** DATASET CONTENT **
════════
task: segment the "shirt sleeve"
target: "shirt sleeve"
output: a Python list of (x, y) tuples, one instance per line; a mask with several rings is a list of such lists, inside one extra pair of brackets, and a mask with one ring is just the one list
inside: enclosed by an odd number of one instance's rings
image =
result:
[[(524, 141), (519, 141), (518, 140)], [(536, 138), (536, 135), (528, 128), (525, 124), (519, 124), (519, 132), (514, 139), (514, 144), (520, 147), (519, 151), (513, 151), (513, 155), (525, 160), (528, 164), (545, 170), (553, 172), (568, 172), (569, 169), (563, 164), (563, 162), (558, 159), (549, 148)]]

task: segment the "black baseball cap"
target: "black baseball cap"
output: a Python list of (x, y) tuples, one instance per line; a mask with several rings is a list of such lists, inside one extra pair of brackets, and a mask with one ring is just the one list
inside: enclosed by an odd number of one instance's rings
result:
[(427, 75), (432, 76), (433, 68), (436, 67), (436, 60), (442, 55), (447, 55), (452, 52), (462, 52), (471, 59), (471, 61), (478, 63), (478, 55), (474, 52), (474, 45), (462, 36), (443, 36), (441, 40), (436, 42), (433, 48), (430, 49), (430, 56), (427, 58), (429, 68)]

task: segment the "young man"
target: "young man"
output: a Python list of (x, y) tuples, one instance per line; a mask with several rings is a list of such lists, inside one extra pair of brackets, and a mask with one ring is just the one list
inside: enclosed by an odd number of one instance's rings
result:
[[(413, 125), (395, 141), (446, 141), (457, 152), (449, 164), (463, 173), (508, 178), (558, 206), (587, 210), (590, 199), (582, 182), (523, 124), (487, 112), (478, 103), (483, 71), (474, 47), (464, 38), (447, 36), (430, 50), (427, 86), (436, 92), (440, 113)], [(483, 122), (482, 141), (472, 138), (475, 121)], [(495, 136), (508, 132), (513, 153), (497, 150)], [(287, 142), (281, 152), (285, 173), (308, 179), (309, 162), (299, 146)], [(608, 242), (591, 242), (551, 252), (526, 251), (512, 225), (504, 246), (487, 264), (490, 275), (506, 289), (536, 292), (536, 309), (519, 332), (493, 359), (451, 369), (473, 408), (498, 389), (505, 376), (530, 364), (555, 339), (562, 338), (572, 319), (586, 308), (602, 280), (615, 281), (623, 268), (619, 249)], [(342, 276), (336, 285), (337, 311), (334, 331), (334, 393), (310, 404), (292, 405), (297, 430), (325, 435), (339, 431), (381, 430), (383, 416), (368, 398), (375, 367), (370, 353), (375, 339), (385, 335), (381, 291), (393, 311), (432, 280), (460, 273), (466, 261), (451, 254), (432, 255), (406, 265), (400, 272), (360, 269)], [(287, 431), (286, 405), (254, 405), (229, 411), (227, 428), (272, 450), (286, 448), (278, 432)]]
════════
** STATED GOAL **
Return all of the material above, reproducing every line without any change.

** RESULT OF THIS EXERCISE **
task: segment the "shirt sleeve"
target: "shirt sleeve"
output: a Python list of (x, y) tuples, one instance per line; a mask with several rings is a list of such lists, inside one extra pair of brackets, and a mask with one ring is just the one list
inside: enclosed by an odd number of one instance's rings
image =
result:
[[(524, 141), (519, 141), (518, 140)], [(536, 138), (536, 135), (528, 128), (525, 124), (519, 124), (519, 132), (514, 139), (514, 144), (520, 147), (519, 151), (513, 151), (513, 155), (525, 160), (528, 164), (545, 170), (553, 172), (568, 172), (569, 169), (563, 164), (563, 162), (558, 159), (549, 148)]]

task: segment the "black baseball cap"
target: "black baseball cap"
output: a Python list of (x, y) tuples, one instance per line; a mask with several rings is a list of such lists, inside one extra pair of brackets, and a mask with one ring is just the one list
inside: enclosed by an odd number of one instance's rings
result:
[(427, 75), (432, 76), (433, 68), (436, 67), (436, 60), (442, 55), (447, 55), (452, 52), (462, 52), (471, 59), (471, 61), (478, 63), (478, 55), (474, 52), (474, 45), (462, 36), (443, 36), (441, 40), (436, 42), (433, 48), (430, 49), (430, 56), (427, 58), (429, 68)]

task: segment the "young man"
target: "young man"
output: a Python list of (x, y) tuples, one instance per line; a mask with several rings is a list of such lists, inside one extra pair of brackets, and a mask with one ring is just the one list
inside: enclosed by an odd number of one instance's rings
result:
[[(413, 125), (395, 141), (446, 141), (457, 152), (449, 164), (463, 173), (508, 178), (558, 206), (587, 210), (590, 199), (582, 182), (523, 124), (487, 112), (478, 103), (483, 71), (474, 47), (464, 38), (447, 36), (430, 50), (427, 86), (436, 92), (440, 113)], [(483, 122), (482, 141), (472, 138), (475, 121)], [(495, 136), (508, 132), (513, 153), (497, 150)], [(287, 142), (281, 152), (285, 173), (308, 179), (309, 162), (299, 146)], [(608, 242), (591, 242), (551, 252), (526, 251), (512, 225), (504, 246), (487, 264), (490, 275), (506, 289), (536, 292), (536, 309), (519, 332), (493, 359), (451, 369), (473, 408), (498, 389), (505, 376), (530, 364), (555, 339), (562, 338), (572, 319), (586, 308), (602, 280), (615, 281), (623, 268), (619, 249)], [(342, 276), (336, 285), (337, 311), (334, 331), (334, 393), (310, 404), (292, 405), (297, 430), (325, 435), (339, 431), (381, 430), (383, 416), (368, 398), (375, 367), (370, 353), (375, 339), (385, 335), (381, 291), (393, 311), (432, 280), (460, 273), (466, 261), (451, 254), (432, 255), (406, 265), (400, 272), (360, 269)], [(287, 431), (286, 405), (254, 405), (229, 411), (227, 428), (272, 450), (286, 448), (278, 432)]]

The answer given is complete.